**TO DO:** Repeat each entry word for word. Leave any images out of the copy.

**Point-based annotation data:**
--- --- ---
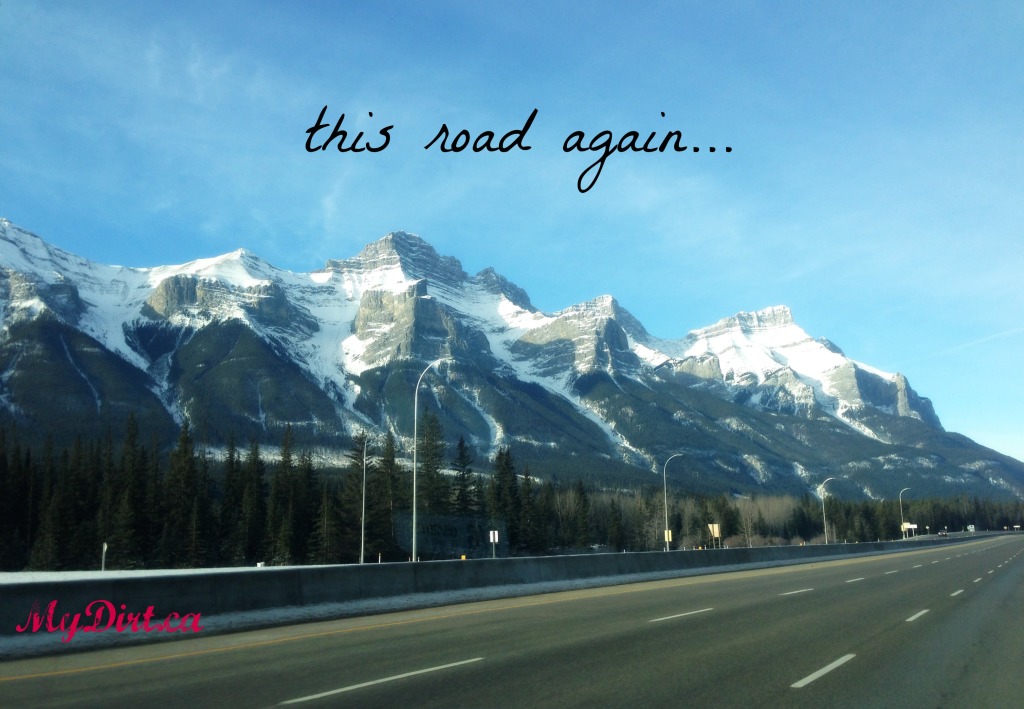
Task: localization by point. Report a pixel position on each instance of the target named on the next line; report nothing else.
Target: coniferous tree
(463, 493)
(179, 502)
(252, 524)
(351, 513)
(325, 541)
(436, 493)
(582, 518)
(504, 496)
(230, 530)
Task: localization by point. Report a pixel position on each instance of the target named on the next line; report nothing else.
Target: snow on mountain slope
(352, 315)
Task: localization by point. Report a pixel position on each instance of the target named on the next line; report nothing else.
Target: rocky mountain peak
(493, 282)
(408, 253)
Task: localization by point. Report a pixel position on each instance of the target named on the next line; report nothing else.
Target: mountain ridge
(237, 345)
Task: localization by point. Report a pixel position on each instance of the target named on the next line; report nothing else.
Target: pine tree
(253, 519)
(463, 494)
(180, 507)
(436, 496)
(582, 518)
(325, 541)
(504, 500)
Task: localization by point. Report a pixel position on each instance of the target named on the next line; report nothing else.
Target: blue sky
(875, 183)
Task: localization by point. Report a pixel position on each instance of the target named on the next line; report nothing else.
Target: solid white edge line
(378, 681)
(681, 615)
(823, 671)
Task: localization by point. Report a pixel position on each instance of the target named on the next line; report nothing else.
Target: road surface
(941, 626)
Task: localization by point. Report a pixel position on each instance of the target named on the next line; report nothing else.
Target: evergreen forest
(184, 507)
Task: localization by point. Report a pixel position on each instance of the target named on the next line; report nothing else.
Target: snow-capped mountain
(240, 347)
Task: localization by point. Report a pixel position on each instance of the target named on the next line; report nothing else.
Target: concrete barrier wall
(254, 589)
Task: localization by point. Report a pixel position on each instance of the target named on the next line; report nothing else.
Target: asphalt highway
(936, 627)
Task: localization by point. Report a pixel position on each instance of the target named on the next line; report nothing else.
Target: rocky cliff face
(240, 347)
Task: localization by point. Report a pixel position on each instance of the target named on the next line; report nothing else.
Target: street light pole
(416, 414)
(363, 515)
(902, 529)
(665, 481)
(824, 522)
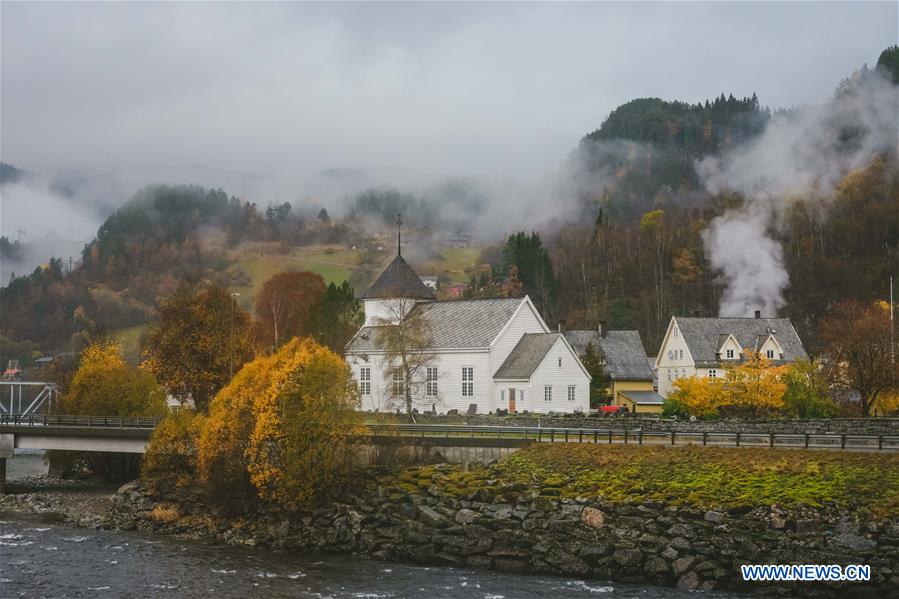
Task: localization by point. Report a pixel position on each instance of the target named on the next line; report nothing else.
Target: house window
(467, 381)
(365, 380)
(431, 386)
(398, 386)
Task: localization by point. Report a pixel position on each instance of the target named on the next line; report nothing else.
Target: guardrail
(79, 421)
(641, 437)
(538, 434)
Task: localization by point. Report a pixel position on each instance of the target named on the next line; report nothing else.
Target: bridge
(459, 443)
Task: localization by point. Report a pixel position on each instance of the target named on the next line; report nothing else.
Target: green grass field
(458, 263)
(130, 341)
(702, 477)
(333, 263)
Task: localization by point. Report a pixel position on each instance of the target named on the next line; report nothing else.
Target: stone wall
(541, 533)
(849, 426)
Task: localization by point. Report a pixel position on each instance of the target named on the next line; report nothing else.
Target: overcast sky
(448, 88)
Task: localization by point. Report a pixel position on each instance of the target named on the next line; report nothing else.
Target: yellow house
(626, 364)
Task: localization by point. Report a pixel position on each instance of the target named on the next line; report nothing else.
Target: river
(43, 557)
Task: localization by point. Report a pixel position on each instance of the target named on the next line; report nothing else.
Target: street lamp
(231, 339)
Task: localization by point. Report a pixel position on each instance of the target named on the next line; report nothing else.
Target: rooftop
(623, 351)
(704, 336)
(399, 280)
(452, 324)
(527, 355)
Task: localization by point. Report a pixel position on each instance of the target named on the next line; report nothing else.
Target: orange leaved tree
(285, 305)
(282, 428)
(201, 338)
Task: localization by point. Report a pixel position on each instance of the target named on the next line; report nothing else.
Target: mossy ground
(702, 477)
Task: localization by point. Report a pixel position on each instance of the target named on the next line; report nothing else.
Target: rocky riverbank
(487, 518)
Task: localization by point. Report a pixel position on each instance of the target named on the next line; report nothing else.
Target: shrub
(281, 428)
(171, 457)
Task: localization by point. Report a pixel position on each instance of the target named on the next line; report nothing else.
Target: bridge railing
(79, 421)
(639, 436)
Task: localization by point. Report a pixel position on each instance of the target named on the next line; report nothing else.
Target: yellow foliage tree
(300, 448)
(755, 386)
(700, 397)
(281, 427)
(171, 457)
(106, 385)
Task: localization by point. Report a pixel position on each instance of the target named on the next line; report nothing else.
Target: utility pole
(231, 339)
--- --- ---
**WRITTEN SOLUTION:**
Task: localization by point. Report a pixel position on each instance of the target named on the next line; report nothing else.
Target: coniferous tree
(463, 493)
(179, 502)
(252, 524)
(351, 513)
(325, 541)
(436, 493)
(582, 518)
(504, 496)
(230, 530)
Task: localization by point. Report a pixel position on each instance of the target named on the next line; report nothing else.
Target: snow on mountain slope
(352, 315)
Task: localization by point. Report a pixel position on each instance of the target named on the next line; report nothing else.
Target: rocky mountain peak
(493, 282)
(408, 253)
Task: localization by point. Report a pixel position on each instance of the target named on the next line; report nothing else.
Target: mountain ridge
(237, 345)
Task: localization by point. Report a pixel position on each instance of the target named on the next line; report nothing else.
Target: pine tree
(253, 519)
(463, 494)
(180, 507)
(436, 496)
(582, 518)
(325, 541)
(504, 500)
Task: localization by point. Report a pixel position on each instance of the target named on the next line; report nothing else.
Target: blue sky
(875, 183)
Task: localization by point. Report a pixel position on each instance of the target named on the next line; report nothing else.
Target: solid white edge line
(378, 681)
(681, 615)
(823, 671)
Task: localization by point. Report a pixel position on each instance of the target named on the next line; report nothing else.
Target: road surface
(941, 626)
Task: localization by point. Report a pixel position on each instance of the target named on the next line; report nothing else.
Target: evergreen forest
(184, 507)
Task: localization by point. Report a pixel position on each instance of the target named on the next line; report nothing else.
Target: snow-capped mountain
(240, 347)
Task: localization by point. Report a pixel position on each instance of the target named on the next line; report nothing else.
Target: concrete barrier wall
(254, 589)
Task: localization by point. Report a pixel position on each instance of the target named on the next line; report nothing else.
Target: asphalt highway
(936, 627)
Task: localization by point. Report a pixel position on each instance of the target named on the next line; report nothing else.
Target: rocky cliff face
(240, 347)
Task: localization by point. Report a pixel position on each instance of the target named on the next line; report nothing else.
Target: street light pole
(416, 414)
(363, 515)
(902, 529)
(665, 481)
(824, 522)
Task: localization by point. Report a pixel position on each instance of the target named on the next line; report nothing else.
Target: house window
(467, 381)
(365, 380)
(431, 386)
(398, 386)
Task: localization by point. Report a pixel position on each instance of the target named on the next line; report nothing else.
Target: guardrail
(79, 421)
(641, 437)
(538, 434)
Task: localization by point. Report a pixel position on each instance of the target named on the next line; report nothing else.
Target: bridge
(459, 443)
Task: localization by point. Report a pixel position on each instance of the target named on the next line; report nothing else.
Target: green grass field
(458, 263)
(130, 341)
(702, 477)
(333, 263)
Task: localization by point. Report a pixel position on each instance of the target named on the next line; report nothing else.
Target: stone wall
(541, 533)
(849, 426)
Task: localization by point. Report a pixel position on each instance of the target named on the next line; report nothing else.
Target: overcast sky
(448, 88)
Task: localization by point. Report a pixel position on each instance of the target named on the next line; report nothing else.
Target: yellow house
(626, 364)
Task: localization by point. Report a pixel position on each instance of the target named on the next line; report nothing else.
Target: river
(43, 557)
Task: localization by point. Report a pixel position on each instance of the target named on the next line; report nothing else.
Target: street lamp
(231, 339)
Task: localization by point. Report a pixel position on each instance of the target named on the next line; report nothing else.
Target: rooftop
(623, 351)
(704, 336)
(399, 280)
(452, 324)
(527, 355)
Task: localization by point. Report a pixel position on each instance of the target named on the next line; report nothing else.
Target: orange leaved tree
(285, 305)
(282, 428)
(201, 338)
Task: localization by point. Report a pixel position on each instance of the target named on the next line; report nothing else.
Target: mossy ground
(702, 477)
Task: localization by point. Report a pixel position on each instance of the target named on the next line; report nothing else.
Target: rocky riverbank
(487, 518)
Task: localization by point. Report a pixel position on each instance of the target named on the next line; report nothing else.
Target: shrub
(281, 428)
(171, 457)
Task: localization by point. Report a pixel position on each instance of the target named on the next line; report nothing else.
Target: bridge railing
(79, 421)
(639, 436)
Task: localization by point. Report a pixel position on each instance of the target named on the next line; report nothing else.
Target: yellow foliage tree
(300, 448)
(755, 386)
(700, 397)
(281, 427)
(171, 457)
(106, 385)
Task: localization by point. Report a pixel position on each instance of the target named on the next line; report nothing else.
Target: utility pole
(231, 339)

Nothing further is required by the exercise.